### What is needed:
Output the records exactly, and drop each picture.

Referring expression data:
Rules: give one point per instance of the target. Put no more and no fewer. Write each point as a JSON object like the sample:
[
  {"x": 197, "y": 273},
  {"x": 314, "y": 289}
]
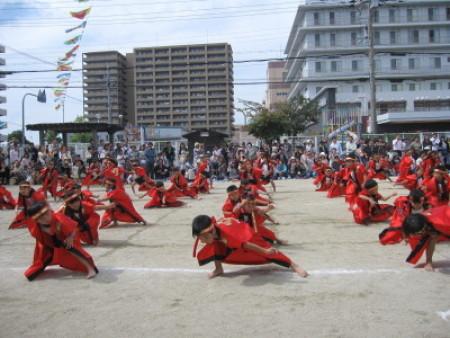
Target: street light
[{"x": 41, "y": 97}]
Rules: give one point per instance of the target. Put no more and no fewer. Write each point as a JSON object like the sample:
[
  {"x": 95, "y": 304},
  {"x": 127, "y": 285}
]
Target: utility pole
[
  {"x": 108, "y": 93},
  {"x": 372, "y": 81}
]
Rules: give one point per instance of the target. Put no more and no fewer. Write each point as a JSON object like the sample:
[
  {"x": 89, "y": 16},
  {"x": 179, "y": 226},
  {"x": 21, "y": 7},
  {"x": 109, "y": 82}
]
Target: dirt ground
[{"x": 150, "y": 286}]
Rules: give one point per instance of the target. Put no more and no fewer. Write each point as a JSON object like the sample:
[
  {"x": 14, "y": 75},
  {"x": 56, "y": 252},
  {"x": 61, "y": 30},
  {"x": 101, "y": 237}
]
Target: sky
[{"x": 33, "y": 34}]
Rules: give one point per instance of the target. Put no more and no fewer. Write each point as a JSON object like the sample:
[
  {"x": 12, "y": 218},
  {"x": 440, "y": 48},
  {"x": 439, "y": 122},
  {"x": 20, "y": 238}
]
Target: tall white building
[{"x": 328, "y": 60}]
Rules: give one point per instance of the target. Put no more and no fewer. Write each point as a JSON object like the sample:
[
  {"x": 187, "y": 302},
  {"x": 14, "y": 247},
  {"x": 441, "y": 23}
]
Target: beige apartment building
[
  {"x": 277, "y": 90},
  {"x": 189, "y": 86}
]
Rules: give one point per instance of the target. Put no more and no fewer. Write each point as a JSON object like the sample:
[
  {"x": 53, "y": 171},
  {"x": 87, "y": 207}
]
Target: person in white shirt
[
  {"x": 335, "y": 145},
  {"x": 352, "y": 143}
]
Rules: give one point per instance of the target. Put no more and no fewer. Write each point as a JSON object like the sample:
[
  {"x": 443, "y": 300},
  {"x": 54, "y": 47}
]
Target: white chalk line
[
  {"x": 445, "y": 315},
  {"x": 324, "y": 272}
]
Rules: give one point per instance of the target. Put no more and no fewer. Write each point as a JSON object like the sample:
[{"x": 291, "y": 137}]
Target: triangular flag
[
  {"x": 64, "y": 68},
  {"x": 63, "y": 75},
  {"x": 82, "y": 25},
  {"x": 81, "y": 14},
  {"x": 74, "y": 40},
  {"x": 71, "y": 52}
]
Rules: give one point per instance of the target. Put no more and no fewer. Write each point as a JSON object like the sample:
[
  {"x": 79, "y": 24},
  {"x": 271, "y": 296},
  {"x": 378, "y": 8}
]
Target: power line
[
  {"x": 162, "y": 19},
  {"x": 247, "y": 61}
]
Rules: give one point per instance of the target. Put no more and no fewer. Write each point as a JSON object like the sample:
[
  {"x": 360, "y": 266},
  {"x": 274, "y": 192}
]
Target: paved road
[{"x": 149, "y": 284}]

### Exercise response:
Rules: give one point per instance of the target. Put no more and no fewer. Write each point as a JSON object like the sample:
[
  {"x": 197, "y": 273},
  {"x": 314, "y": 289}
]
Target: street light
[{"x": 41, "y": 97}]
Rules: give one point per instance of the target. Put no more and no fewer. Write each point as a JSON object like the sample:
[
  {"x": 95, "y": 304},
  {"x": 127, "y": 285}
]
Target: utility pole
[
  {"x": 108, "y": 93},
  {"x": 372, "y": 81}
]
Rules: give one point per instance of the target. Put no more and no fewer. Write each point as a JSON object like the sample:
[
  {"x": 89, "y": 16},
  {"x": 179, "y": 226},
  {"x": 21, "y": 7},
  {"x": 109, "y": 82}
]
Target: dirt ground
[{"x": 150, "y": 286}]
Rules: give one point per instance of the target. Put no more and no fewer. Write each point as a JSON object like the sample:
[
  {"x": 14, "y": 75},
  {"x": 56, "y": 252},
  {"x": 61, "y": 30},
  {"x": 101, "y": 237}
]
Target: sky
[{"x": 33, "y": 34}]
Rules: give one point per instance of the target. Put no more and no fewer. Write each point as a JSON object like the sample:
[
  {"x": 12, "y": 218},
  {"x": 440, "y": 48},
  {"x": 439, "y": 122},
  {"x": 20, "y": 238}
]
Target: tall white building
[{"x": 328, "y": 60}]
Rules: give one point per instance of the target. Put no more and no fewer. Write each point as a JSON object like the sample:
[
  {"x": 187, "y": 302},
  {"x": 14, "y": 247},
  {"x": 441, "y": 23}
]
Target: beige apartment building
[
  {"x": 277, "y": 90},
  {"x": 189, "y": 86}
]
Rules: give one point per instance of the target. Put no more and no fewer. Write each point as a JSON object like the sample:
[
  {"x": 53, "y": 171},
  {"x": 87, "y": 207}
]
Target: person in white shirt
[
  {"x": 335, "y": 145},
  {"x": 352, "y": 143}
]
Rules: give one point per instance of the target. Put no more and no fewer. Write each point as a JSON object like the sample:
[
  {"x": 443, "y": 300},
  {"x": 54, "y": 47}
]
Target: white chalk line
[
  {"x": 445, "y": 315},
  {"x": 324, "y": 272}
]
Rules: give one point per instance of the target. Put no more and no fewer. Write each point as a JSON object like the sample:
[{"x": 291, "y": 137}]
Target: triangular flag
[
  {"x": 64, "y": 68},
  {"x": 63, "y": 75},
  {"x": 82, "y": 25},
  {"x": 81, "y": 14},
  {"x": 74, "y": 40},
  {"x": 71, "y": 52}
]
Rules: give one point per instance of the target. Put no more and no fewer. Write each point as a JSON object like the sample:
[
  {"x": 79, "y": 24},
  {"x": 271, "y": 296},
  {"x": 378, "y": 8}
]
Target: power line
[
  {"x": 162, "y": 19},
  {"x": 247, "y": 61}
]
Rules: give one point per instance of the target. Put no more and no fewer. Write each point as a JSON object like the sample:
[
  {"x": 360, "y": 266},
  {"x": 274, "y": 192}
]
Target: paved road
[{"x": 149, "y": 284}]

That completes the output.